Top of Provided records

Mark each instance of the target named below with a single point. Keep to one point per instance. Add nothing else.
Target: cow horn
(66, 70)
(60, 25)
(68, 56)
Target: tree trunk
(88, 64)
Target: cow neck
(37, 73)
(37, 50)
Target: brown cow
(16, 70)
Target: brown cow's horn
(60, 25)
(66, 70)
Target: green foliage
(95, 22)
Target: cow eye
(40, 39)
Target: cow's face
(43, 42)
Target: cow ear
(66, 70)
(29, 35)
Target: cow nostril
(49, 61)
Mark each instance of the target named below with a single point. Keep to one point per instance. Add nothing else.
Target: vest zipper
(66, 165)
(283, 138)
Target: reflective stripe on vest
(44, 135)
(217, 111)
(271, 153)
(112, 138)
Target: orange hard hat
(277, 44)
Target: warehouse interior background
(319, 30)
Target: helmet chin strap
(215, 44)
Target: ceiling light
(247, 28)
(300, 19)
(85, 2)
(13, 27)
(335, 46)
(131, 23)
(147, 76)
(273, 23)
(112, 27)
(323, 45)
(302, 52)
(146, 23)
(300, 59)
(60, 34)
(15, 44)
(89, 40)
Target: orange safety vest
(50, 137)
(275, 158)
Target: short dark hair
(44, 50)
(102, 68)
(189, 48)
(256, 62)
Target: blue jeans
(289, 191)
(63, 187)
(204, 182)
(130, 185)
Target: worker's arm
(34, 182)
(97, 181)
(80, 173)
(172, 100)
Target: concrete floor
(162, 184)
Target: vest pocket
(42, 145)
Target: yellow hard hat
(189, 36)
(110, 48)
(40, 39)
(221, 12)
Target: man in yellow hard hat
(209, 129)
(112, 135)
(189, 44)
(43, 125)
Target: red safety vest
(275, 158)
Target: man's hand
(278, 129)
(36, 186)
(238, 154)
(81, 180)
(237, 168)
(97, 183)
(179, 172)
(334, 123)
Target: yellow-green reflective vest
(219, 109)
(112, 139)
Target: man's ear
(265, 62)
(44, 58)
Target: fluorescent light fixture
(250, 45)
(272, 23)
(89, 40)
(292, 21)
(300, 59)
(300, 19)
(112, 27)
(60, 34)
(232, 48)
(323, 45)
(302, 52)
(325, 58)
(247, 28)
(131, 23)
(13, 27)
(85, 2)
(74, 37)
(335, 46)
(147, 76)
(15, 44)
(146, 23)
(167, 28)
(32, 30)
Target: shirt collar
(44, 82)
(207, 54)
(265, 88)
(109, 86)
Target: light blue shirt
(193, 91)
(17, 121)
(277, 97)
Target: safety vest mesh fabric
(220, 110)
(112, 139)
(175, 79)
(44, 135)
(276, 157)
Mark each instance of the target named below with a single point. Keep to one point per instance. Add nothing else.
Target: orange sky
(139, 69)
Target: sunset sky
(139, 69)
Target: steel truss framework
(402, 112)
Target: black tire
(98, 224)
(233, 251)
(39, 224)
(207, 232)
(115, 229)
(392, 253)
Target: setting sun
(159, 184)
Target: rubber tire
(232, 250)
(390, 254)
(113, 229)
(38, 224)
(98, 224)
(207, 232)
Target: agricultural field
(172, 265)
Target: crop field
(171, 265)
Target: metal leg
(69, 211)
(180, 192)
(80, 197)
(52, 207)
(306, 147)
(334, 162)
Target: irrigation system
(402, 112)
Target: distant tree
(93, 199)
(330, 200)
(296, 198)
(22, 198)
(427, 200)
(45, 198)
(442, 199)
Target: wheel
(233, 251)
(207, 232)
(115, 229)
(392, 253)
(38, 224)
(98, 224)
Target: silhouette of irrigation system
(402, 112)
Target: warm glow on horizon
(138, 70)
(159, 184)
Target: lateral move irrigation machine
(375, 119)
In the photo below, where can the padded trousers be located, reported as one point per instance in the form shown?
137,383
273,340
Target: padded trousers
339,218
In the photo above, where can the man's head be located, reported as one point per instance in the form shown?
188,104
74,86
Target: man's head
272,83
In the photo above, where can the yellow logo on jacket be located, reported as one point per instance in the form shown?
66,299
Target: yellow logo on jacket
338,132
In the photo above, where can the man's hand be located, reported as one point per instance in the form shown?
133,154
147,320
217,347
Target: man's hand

Bottom of Provided records
Top of Provided records

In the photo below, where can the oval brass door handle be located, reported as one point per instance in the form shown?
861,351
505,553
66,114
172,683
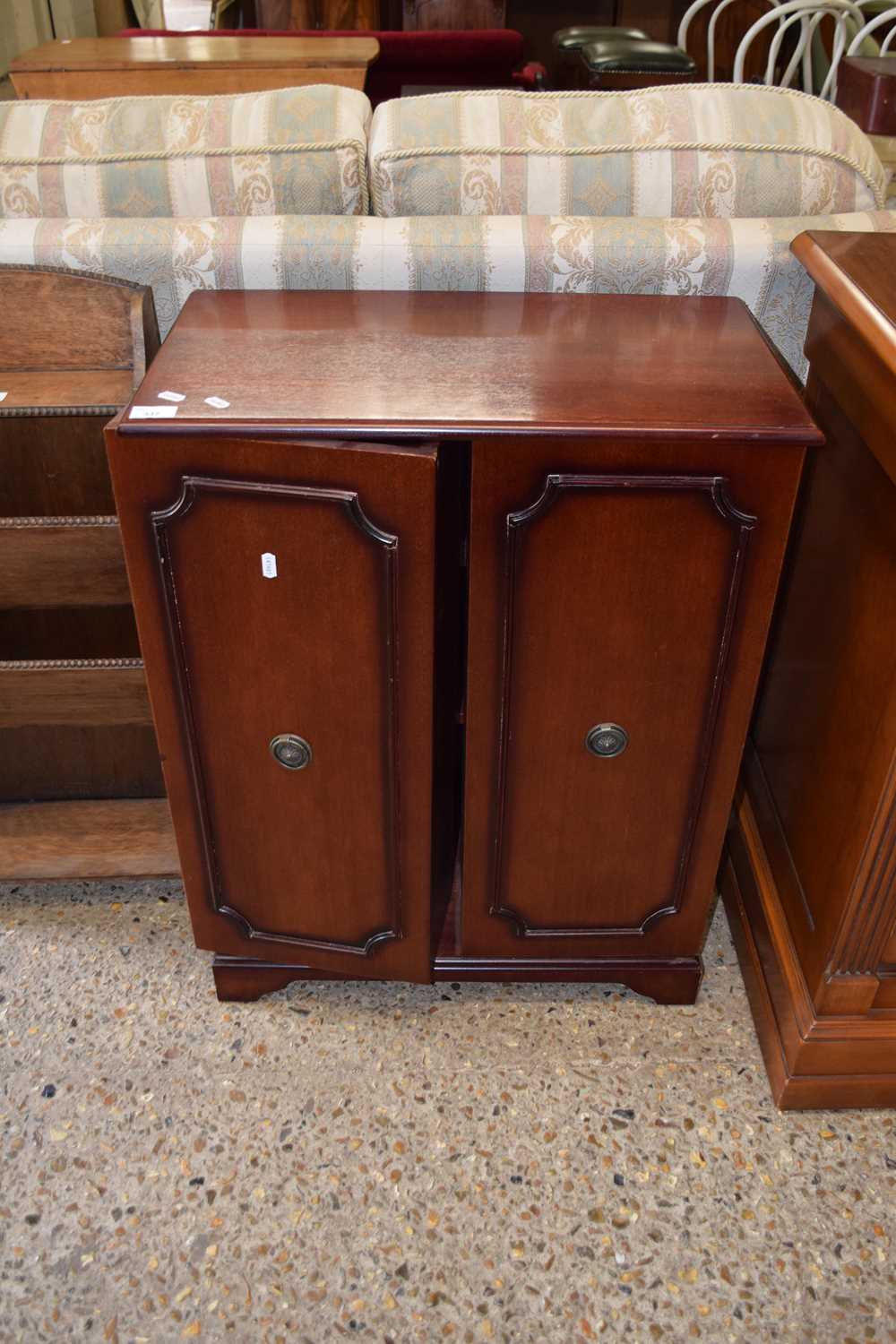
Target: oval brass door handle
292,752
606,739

Bottom of Provided records
Top of Provided records

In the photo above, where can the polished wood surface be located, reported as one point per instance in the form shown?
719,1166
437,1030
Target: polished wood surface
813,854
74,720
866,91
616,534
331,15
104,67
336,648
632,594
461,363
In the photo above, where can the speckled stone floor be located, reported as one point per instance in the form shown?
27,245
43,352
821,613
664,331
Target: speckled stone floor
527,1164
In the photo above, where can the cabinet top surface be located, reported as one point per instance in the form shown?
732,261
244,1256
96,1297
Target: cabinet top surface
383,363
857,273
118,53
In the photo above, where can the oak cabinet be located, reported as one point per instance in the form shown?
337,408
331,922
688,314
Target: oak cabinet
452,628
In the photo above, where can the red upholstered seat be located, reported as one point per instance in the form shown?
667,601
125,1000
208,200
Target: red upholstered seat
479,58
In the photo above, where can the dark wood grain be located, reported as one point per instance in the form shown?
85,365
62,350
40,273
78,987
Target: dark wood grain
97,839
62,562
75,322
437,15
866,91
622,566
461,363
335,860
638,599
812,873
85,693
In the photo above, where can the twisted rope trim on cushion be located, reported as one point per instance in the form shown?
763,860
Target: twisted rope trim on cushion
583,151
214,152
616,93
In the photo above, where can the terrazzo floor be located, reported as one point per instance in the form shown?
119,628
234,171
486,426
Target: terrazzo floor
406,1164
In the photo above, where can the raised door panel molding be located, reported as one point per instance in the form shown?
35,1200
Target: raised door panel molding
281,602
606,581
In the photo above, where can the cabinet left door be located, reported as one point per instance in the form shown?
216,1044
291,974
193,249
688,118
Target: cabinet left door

Bottom of Provided records

**Exercise requirements**
Of the lines above, output exactly those from the line bearing "Target: raised door panel molding" through the line bearing "Target: cabinet left door", inclusive.

**Problem solution**
Target: raised door panel molding
281,602
606,581
In the photo above, where can the cabinet left door be located, reported as one point per instance in the form shown?
216,1044
291,974
193,249
688,118
Target: cabinet left door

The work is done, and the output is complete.